Provided passage:

---*---

Intentionally omitted (TUI-only assets pi ships beside its own binary, never reached by the headless web chat):

omitted assetwhat it’s for
theme/*.jsonTUI color themes (loaded via initTheme; we pass noThemes)
assets/*.pngTUI announcement/interactive images
export-html/*the /export-html command’s template + vendor JS
docs/, examples/, README.md, CHANGELOG.mdTUI help/doc browsing

These are gated behind TUI code paths and the explicit exportToHtml() method; createAgentSession’s import graph (core/sdk.js) pulls in no theme/asset/export-html loaders, and src/pi-web.ts builds the session with noThemes/noSkills/noExtensions/noPromptTemplates/ noContextFiles.

Verifying it. build-binary.sh runs scripts/verify-binary-pi.ts as a sibling compiled binary inside the bundle (so process.execPath points at the bundle dir, matching what the real binary sees). It builds the exact headless session src/pi-web.ts builds — same provider/registry/ resource-loader config — against an unreachable provider, far enough to prove the bundled SDK + assets resolve without a missing-asset crash. It needs no model and no server; a provider/model error is the success signal. The one thing this can’t cover offline is a live token-streaming turn over /ws/chat — that still requires mlx-bun serve running a real model (run it yourself; the smoke covers everything up to the model call).

---*---

Apply what you read:
1. Please explain in one to three sentences why the build notes have build-binary.sh run scripts/verify-binary-pi.ts as a sibling compiled binary inside the bundle.
2. According to the build notes, what is the one thing the verification can't cover offline?
The data is separate material with no connection to the build notes.

(Point-per-instance localization data)

---*---

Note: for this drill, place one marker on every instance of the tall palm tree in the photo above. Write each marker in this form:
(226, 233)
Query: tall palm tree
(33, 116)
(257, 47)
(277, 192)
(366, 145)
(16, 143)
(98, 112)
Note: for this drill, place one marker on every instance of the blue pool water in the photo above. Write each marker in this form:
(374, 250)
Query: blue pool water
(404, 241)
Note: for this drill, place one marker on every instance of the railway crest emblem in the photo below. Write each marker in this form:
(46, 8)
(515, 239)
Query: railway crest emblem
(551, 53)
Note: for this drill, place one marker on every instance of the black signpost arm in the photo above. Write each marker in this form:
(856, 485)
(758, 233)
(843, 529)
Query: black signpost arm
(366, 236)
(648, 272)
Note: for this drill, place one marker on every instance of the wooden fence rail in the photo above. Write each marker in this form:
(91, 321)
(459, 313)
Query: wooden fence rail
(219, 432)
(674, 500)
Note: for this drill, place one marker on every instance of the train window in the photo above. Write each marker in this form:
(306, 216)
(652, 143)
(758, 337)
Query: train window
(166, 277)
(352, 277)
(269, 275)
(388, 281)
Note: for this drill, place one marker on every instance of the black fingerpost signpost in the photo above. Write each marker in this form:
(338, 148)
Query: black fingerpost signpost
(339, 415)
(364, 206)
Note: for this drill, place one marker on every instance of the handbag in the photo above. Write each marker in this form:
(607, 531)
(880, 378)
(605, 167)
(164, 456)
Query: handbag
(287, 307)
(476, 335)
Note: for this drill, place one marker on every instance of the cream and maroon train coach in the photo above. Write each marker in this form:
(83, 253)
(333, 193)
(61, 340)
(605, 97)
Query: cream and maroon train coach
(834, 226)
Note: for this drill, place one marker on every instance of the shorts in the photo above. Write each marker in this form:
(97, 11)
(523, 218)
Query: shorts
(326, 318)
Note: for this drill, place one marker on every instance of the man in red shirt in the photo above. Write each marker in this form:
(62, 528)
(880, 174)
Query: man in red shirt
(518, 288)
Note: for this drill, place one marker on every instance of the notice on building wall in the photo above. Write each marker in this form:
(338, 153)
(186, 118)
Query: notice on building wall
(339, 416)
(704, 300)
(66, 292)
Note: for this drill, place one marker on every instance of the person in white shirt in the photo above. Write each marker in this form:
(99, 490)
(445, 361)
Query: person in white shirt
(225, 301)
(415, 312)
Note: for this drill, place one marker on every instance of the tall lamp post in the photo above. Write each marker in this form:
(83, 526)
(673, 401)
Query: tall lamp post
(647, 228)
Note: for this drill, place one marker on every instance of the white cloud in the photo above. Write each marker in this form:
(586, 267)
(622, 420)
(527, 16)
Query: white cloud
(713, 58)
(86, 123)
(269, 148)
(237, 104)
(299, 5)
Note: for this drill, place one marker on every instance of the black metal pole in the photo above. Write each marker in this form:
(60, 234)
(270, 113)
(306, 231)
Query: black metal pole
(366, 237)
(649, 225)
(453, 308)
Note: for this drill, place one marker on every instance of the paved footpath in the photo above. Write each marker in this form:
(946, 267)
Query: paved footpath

---*---

Responses by item number:
1. Running it inside the bundle makes process.execPath point at the bundle directory, which matches what the real binary sees. The check can then build the same headless session that src/pi-web.ts builds and show that the bundled SDK and assets resolve without a missing-asset crash.

2. A live token-streaming turn over /ws/chat, which still requires mlx-bun serve running a real model.